> _SHORT PROBLEM_
How many lines of the material below contain the string "background", with case counting? Reply with the number only.

Dataset entries:
________
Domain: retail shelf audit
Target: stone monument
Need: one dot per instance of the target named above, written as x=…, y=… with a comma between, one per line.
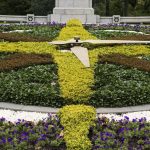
x=79, y=9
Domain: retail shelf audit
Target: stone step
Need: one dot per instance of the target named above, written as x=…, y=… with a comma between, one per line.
x=82, y=55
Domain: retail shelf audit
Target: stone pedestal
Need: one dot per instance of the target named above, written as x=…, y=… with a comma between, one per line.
x=79, y=9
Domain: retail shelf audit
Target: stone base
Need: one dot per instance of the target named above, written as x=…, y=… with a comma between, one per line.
x=73, y=11
x=85, y=19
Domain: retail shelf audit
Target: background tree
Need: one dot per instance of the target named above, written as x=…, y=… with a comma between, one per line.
x=14, y=7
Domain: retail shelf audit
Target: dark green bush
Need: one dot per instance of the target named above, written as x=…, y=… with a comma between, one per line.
x=22, y=60
x=119, y=86
x=25, y=135
x=17, y=37
x=128, y=61
x=34, y=85
x=131, y=37
x=37, y=33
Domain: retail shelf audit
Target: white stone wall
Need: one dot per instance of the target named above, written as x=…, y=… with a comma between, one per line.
x=73, y=3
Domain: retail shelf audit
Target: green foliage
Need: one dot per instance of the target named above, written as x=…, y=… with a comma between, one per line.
x=118, y=86
x=128, y=61
x=77, y=120
x=37, y=33
x=17, y=37
x=102, y=34
x=22, y=60
x=34, y=85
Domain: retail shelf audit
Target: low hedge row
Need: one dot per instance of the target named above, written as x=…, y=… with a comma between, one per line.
x=22, y=60
x=132, y=37
x=34, y=85
x=25, y=135
x=75, y=81
x=131, y=62
x=122, y=134
x=37, y=84
x=118, y=86
x=76, y=120
x=17, y=37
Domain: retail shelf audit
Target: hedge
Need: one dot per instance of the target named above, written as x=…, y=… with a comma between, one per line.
x=128, y=61
x=22, y=60
x=119, y=86
x=74, y=91
x=17, y=37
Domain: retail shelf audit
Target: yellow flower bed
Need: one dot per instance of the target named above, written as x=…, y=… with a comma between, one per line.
x=75, y=80
x=77, y=119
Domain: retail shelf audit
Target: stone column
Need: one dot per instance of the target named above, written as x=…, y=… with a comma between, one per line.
x=67, y=9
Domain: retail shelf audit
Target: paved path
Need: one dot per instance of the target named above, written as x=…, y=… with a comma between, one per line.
x=55, y=110
x=100, y=42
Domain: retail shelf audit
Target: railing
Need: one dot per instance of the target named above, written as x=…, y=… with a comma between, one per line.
x=116, y=19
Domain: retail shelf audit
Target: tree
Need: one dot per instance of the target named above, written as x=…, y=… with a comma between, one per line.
x=14, y=7
x=107, y=4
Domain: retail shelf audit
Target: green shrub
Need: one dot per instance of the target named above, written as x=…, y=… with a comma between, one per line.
x=17, y=37
x=22, y=60
x=34, y=85
x=77, y=120
x=118, y=86
x=128, y=61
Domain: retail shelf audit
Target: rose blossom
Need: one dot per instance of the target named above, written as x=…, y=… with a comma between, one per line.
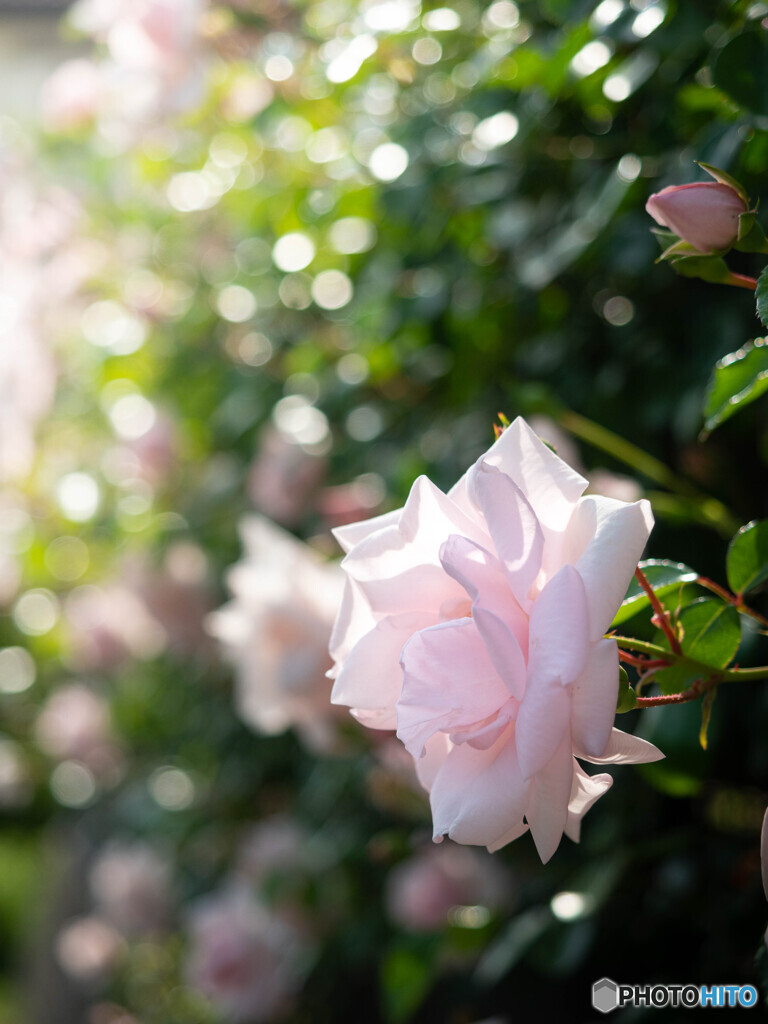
x=246, y=958
x=275, y=632
x=473, y=624
x=422, y=890
x=705, y=214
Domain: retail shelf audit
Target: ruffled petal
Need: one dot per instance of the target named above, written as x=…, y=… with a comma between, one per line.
x=353, y=532
x=371, y=678
x=623, y=748
x=542, y=722
x=449, y=683
x=478, y=797
x=604, y=541
x=586, y=790
x=593, y=702
x=547, y=810
x=557, y=642
x=500, y=621
x=550, y=485
x=514, y=528
x=353, y=621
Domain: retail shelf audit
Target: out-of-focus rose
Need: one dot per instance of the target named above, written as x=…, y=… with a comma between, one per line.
x=74, y=724
x=131, y=884
x=423, y=890
x=705, y=214
x=248, y=961
x=473, y=624
x=285, y=477
x=275, y=632
x=71, y=95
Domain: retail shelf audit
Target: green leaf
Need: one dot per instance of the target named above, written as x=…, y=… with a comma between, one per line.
x=761, y=295
x=710, y=632
x=664, y=576
x=741, y=70
x=725, y=179
x=747, y=561
x=407, y=977
x=713, y=269
x=737, y=379
x=627, y=697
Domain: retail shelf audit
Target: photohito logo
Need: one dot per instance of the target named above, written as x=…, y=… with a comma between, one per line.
x=608, y=994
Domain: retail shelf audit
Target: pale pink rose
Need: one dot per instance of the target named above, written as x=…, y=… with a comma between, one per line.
x=285, y=477
x=473, y=624
x=275, y=632
x=71, y=95
x=131, y=885
x=705, y=214
x=247, y=960
x=74, y=724
x=109, y=626
x=423, y=890
x=275, y=846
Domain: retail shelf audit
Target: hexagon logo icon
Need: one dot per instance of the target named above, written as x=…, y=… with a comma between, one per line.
x=605, y=995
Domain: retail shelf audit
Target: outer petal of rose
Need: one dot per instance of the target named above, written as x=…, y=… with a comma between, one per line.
x=547, y=810
x=353, y=621
x=625, y=749
x=593, y=698
x=764, y=853
x=557, y=640
x=399, y=565
x=514, y=528
x=501, y=623
x=609, y=537
x=478, y=796
x=509, y=837
x=586, y=790
x=542, y=722
x=353, y=532
x=436, y=750
x=371, y=678
x=550, y=484
x=449, y=683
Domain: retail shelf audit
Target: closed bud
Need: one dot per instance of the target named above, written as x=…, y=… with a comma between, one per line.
x=704, y=214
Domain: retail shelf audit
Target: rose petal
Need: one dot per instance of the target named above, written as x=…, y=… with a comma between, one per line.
x=557, y=640
x=353, y=532
x=500, y=621
x=371, y=677
x=550, y=485
x=479, y=796
x=547, y=810
x=586, y=790
x=593, y=702
x=623, y=748
x=514, y=528
x=606, y=538
x=449, y=683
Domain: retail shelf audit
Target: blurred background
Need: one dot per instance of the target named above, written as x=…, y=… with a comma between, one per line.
x=261, y=264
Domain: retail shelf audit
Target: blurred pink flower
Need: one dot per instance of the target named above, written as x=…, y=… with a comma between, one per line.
x=131, y=884
x=705, y=213
x=285, y=477
x=248, y=961
x=473, y=624
x=74, y=724
x=275, y=632
x=422, y=890
x=71, y=95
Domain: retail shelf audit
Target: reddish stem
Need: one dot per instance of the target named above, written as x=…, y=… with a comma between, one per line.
x=741, y=281
x=662, y=615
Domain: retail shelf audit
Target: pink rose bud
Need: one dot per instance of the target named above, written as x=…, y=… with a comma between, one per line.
x=705, y=214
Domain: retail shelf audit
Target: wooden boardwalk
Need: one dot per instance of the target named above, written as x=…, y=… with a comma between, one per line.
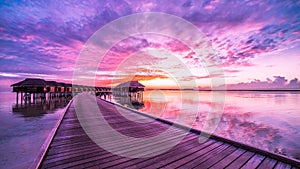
x=71, y=147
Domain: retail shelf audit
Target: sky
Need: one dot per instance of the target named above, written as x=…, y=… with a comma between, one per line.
x=255, y=43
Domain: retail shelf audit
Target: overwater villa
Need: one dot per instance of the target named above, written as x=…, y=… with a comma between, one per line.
x=131, y=89
x=40, y=88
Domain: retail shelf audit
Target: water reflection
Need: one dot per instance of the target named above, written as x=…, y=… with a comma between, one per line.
x=132, y=102
x=39, y=108
x=266, y=120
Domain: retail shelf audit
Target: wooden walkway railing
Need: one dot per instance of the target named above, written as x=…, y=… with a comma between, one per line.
x=71, y=147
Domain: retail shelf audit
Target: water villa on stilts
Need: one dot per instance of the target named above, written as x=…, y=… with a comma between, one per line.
x=70, y=146
x=129, y=94
x=31, y=89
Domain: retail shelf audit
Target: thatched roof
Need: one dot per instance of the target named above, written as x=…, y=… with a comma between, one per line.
x=51, y=83
x=30, y=82
x=131, y=84
x=61, y=84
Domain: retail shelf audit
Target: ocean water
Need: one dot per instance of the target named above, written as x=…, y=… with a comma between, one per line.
x=267, y=120
x=24, y=129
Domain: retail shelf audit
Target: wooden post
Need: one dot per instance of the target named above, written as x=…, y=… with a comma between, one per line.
x=17, y=98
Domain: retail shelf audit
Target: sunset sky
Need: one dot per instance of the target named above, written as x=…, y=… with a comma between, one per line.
x=256, y=42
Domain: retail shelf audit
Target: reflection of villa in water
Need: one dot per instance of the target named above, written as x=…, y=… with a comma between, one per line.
x=39, y=108
x=129, y=94
x=33, y=89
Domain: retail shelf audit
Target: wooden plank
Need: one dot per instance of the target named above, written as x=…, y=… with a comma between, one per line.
x=71, y=147
x=184, y=146
x=267, y=163
x=203, y=158
x=281, y=165
x=241, y=160
x=213, y=160
x=254, y=161
x=189, y=157
x=227, y=160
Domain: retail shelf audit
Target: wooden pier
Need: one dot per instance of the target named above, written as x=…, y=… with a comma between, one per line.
x=71, y=147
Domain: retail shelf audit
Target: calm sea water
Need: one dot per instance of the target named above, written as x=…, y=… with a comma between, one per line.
x=24, y=129
x=267, y=120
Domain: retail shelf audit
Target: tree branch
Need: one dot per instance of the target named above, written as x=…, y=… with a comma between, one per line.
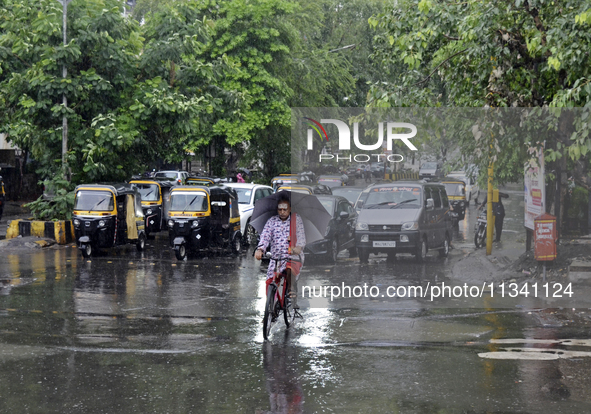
x=437, y=67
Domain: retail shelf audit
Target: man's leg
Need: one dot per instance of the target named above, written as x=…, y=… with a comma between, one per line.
x=499, y=227
x=293, y=288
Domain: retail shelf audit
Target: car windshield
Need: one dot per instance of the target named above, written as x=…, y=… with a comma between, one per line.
x=94, y=201
x=391, y=197
x=349, y=194
x=243, y=195
x=149, y=192
x=328, y=204
x=330, y=182
x=189, y=201
x=455, y=189
x=295, y=190
x=198, y=181
x=171, y=174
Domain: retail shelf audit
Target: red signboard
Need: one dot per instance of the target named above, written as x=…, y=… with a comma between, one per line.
x=545, y=237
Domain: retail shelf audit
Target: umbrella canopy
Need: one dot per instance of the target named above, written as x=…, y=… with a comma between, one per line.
x=313, y=214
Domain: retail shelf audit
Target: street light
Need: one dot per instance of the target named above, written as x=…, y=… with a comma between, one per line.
x=64, y=3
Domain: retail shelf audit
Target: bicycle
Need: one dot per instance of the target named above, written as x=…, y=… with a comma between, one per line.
x=278, y=300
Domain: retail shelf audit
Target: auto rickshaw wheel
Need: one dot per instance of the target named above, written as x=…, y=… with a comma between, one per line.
x=141, y=243
x=86, y=250
x=237, y=244
x=180, y=251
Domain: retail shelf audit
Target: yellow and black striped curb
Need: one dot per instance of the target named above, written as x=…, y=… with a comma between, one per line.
x=60, y=231
x=402, y=176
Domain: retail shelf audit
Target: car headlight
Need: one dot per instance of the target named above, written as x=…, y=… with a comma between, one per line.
x=410, y=225
x=361, y=226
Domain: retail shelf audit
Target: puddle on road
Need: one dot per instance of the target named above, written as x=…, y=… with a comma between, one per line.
x=544, y=351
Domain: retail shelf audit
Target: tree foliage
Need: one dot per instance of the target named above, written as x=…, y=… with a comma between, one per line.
x=521, y=53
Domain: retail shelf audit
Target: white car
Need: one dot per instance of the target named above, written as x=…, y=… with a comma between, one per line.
x=248, y=194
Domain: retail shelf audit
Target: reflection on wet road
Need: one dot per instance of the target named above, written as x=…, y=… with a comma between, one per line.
x=128, y=332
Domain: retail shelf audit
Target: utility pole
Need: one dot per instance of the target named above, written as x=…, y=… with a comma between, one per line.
x=65, y=3
x=490, y=225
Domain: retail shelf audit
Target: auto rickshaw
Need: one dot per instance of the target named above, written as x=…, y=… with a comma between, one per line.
x=154, y=195
x=107, y=216
x=204, y=219
x=2, y=197
x=456, y=193
x=281, y=180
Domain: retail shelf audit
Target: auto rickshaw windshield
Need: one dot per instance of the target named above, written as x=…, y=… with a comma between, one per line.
x=149, y=192
x=190, y=201
x=243, y=195
x=94, y=201
x=455, y=189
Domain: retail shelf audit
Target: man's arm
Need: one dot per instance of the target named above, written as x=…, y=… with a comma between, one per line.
x=301, y=236
x=264, y=241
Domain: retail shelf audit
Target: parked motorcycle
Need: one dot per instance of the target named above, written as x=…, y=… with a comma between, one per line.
x=480, y=230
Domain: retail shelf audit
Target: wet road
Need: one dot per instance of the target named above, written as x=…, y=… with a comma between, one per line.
x=131, y=332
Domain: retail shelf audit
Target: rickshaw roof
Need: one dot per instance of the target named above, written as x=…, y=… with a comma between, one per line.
x=118, y=188
x=213, y=190
x=452, y=180
x=162, y=183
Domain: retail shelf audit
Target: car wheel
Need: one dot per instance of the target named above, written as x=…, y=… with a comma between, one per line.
x=363, y=255
x=421, y=253
x=86, y=250
x=141, y=243
x=445, y=250
x=180, y=251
________
> _EXERCISE ANSWER_
2